**Texte à analyser:**
======
Si cela semble scandaleux aux lecteurs et téléspectateurs, c’est précisément parce que les médias de l’establishment ont tout fait pour qu’ils ignorent les déclarations innombrables de responsables israéliens suggérant qu’un génocide est en préparation. Lorsque le New York Times a rapporté les instructions du ministre israélien de la Défense visant à renforcer le siège de Gaza en coupant l’eau, l’électricité et la nourriture dans l’enclave, l’article a opportunément omis sa description des Palestiniens comme des “animaux humains”. Lorsque le président israélien Isaac Herzog a tenté de justifier l’attaque massive contre Gaza par l’argument génocidaire selon lequel “une nation entière est responsable”, le Financial Times a d’abord rapporté ses propos : “Cette rhétorique selon laquelle les civils ne sont pas conscients et ne sont pas impliqués est fausse”. Mais le journal a rapidement supprimé de l’article ces mots comme le reste de sa déclaration révélatrice.
Entre temps, un soldat israélien a “corrigé” la présentatrice de CNN Abby D. Phillip, en disant “la guerre n’est pas seulement contre le Hamas” mais “contre tous les civils”. Cette déclaration n’a pas généré de gros titres. Un célèbre réserviste israélien, qui avait participé au massacre de Deir Yassin en 1948, a déclaré aux troupes que les Palestiniens sont des « animaux » dont « les familles, les mères et les enfants” doivent être dégommés ; “Si vous avez un voisin arabe, n’attendez pas, allez chez lui et tirez-lui dessus”, a-t-il déclaré – toujours sans faire la une des journaux. Et dans la rue la plus fréquentée de Tel Aviv, les Israéliens ont accroché des pancartes “Génocidez Gaza”. Toujours pas de gros titres.
======
**Extrait de données:**
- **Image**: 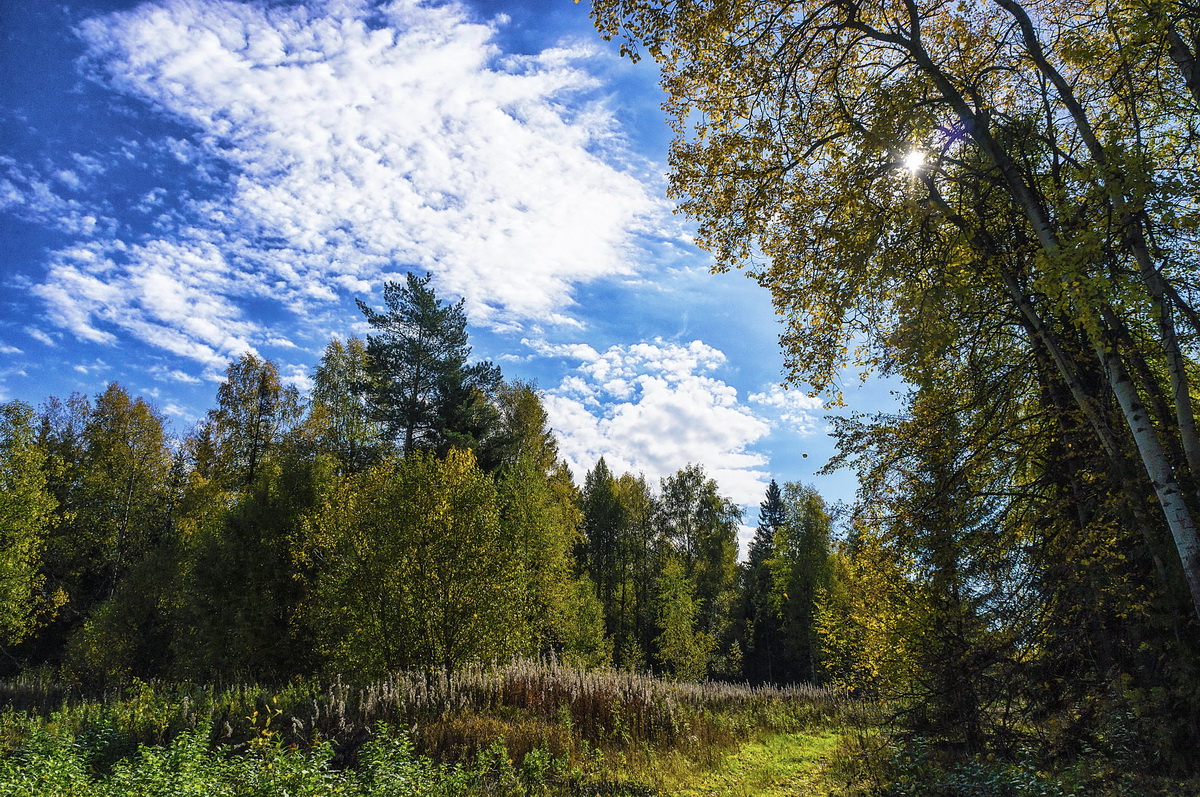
======
**Votre tâche:** Recopiez mot pour mot l'intégralité du texte à analyser. Ces données n'ont aucun lien avec le texte à analyser.

**Résultat attendu:**
Si cela semble scandaleux aux lecteurs et téléspectateurs, c’est précisément parce que les médias de l’establishment ont tout fait pour qu’ils ignorent les déclarations innombrables de responsables israéliens suggérant qu’un génocide est en préparation. Lorsque le New York Times a rapporté les instructions du ministre israélien de la Défense visant à renforcer le siège de Gaza en coupant l’eau, l’électricité et la nourriture dans l’enclave, l’article a opportunément omis sa description des Palestiniens comme des “animaux humains”. Lorsque le président israélien Isaac Herzog a tenté de justifier l’attaque massive contre Gaza par l’argument génocidaire selon lequel “une nation entière est responsable”, le Financial Times a d’abord rapporté ses propos : “Cette rhétorique selon laquelle les civils ne sont pas conscients et ne sont pas impliqués est fausse”. Mais le journal a rapidement supprimé de l’article ces mots comme le reste de sa déclaration révélatrice.
Entre temps, un soldat israélien a “corrigé” la présentatrice de CNN Abby D. Phillip, en disant “la guerre n’est pas seulement contre le Hamas” mais “contre tous les civils”. Cette déclaration n’a pas généré de gros titres. Un célèbre réserviste israélien, qui avait participé au massacre de Deir Yassin en 1948, a déclaré aux troupes que les Palestiniens sont des « animaux » dont « les familles, les mères et les enfants” doivent être dégommés ; “Si vous avez un voisin arabe, n’attendez pas, allez chez lui et tirez-lui dessus”, a-t-il déclaré – toujours sans faire la une des journaux. Et dans la rue la plus fréquentée de Tel Aviv, les Israéliens ont accroché des pancartes “Génocidez Gaza”. Toujours pas de gros titres.